-- start Extract to read --

When I spoke with Yvonne 2 days before the Big Rollback this was one of the two questions I left her with (the other being how they could increase the lockoff premium without balancing it anywhere else, when the contract says any increase must be balanced). I pointed to her paragraph 10.6.3 of the condominium declaration where it says what happens if a unit is damaged so it cannot be rebuilt and it is removed from the system.
This is what the contract says:

In this regard any insurance proceeding resulting from the failure to reconstruct or replace a Unit will be disboursed to affect Owners for their share of the non-reconstructed or replaced Unit resulting in their withdrawal from partecipation in the Home Resort Reservation Component and the DVC reservation component so that members of the Club will not be attempting to make reservations for available DVC Resort Vacation Homes on a greater than "one-to-one purchaser to accommodation ratio", as that term is defined in Section 721.05(23), Florida Statues
(my emphasis)

Nowhere in the POS a reallocation is allowed to rebalance the resort because of the removal of a Unit. A reallocation is allowed only to balance demand. What this paragraph says is that if a Unit and all its owners are removed from the system, then the rest of the resort must be in balance. This is coherent with the one-to-one rule in the Florida laws which applies to each Timeshare Unit, not to the whole resort. I haven't yet found and no one pointed an addendum to the law that for point timeshares it is different.

When she asked me what I wanted, I said they should rollback the reallocation to the 2019 charts (adjusted for floating holidays) and she replied that would not happen because everything had been done in accordance to the law and approved by the relevant authorities. But she promised to call me back in a week and answer to my questions. Well, two days later they rolled back the point charts and I haven't heard from her yet.

I am beginning to believe that Yvonne and DVC have a complete misunderstanding of the legal requirements. It seems she keeps saying that the law statutorily requires the kind of reallocation DVC wants to do to rebalance demand, and that the law therefore overrules anything in the POS, the DVC Membership Agreement, and DVC's representations as to what it is allowed to do. If that is what is going on, Yvonne and DVC are wrong. Let us look at the statutes. There are two potentially applicable statutes:

A. Fl. Stats §721.13 (12)(a and b) which read:

(a) In addition to any other rights granted by the rules and regulations of the timeshare plan, the managing entity of a timeshare plan is authorized to manage the reservation and use of accommodations using those processes, analyses, procedures, and methods that are in the best interests of the owners as a whole to efficiently manage the timeshare plan and encourage the maximum use and enjoyment of the accommodations and other benefits made available through the timeshare plan. The managing entity shall have the right to forecast anticipated reservation and use of the accommodations, including the right to take into account current and previous reservation and use of the accommodations, information about events that are scheduled to occur, seasonal use patterns, and other pertinent factors that affect the reservation or use of the accommodations. In furtherance of the provisions of this subsection, the managing entity is authorized to reserve accommodations, in the best interests of the owners as a whole, for the purposes of depositing such reserved use with an affiliated exchange program or renting such reserved accommodations in order to facilitate the use or future use of the accommodations or other benefits made available through the timeshare plan.

-- end Extract to read --
-- start Supplied material --

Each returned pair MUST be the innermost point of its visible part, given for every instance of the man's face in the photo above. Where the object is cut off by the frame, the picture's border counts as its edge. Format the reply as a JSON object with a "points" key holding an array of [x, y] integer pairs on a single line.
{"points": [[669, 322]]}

-- end Supplied material --

## Exercise goal:
In the post about the DVC point charts, which paragraph of the condominium declaration did the writer show Yvonne? The data isn't needed here.

## Solution to this task:
Paragraph 10.6.3.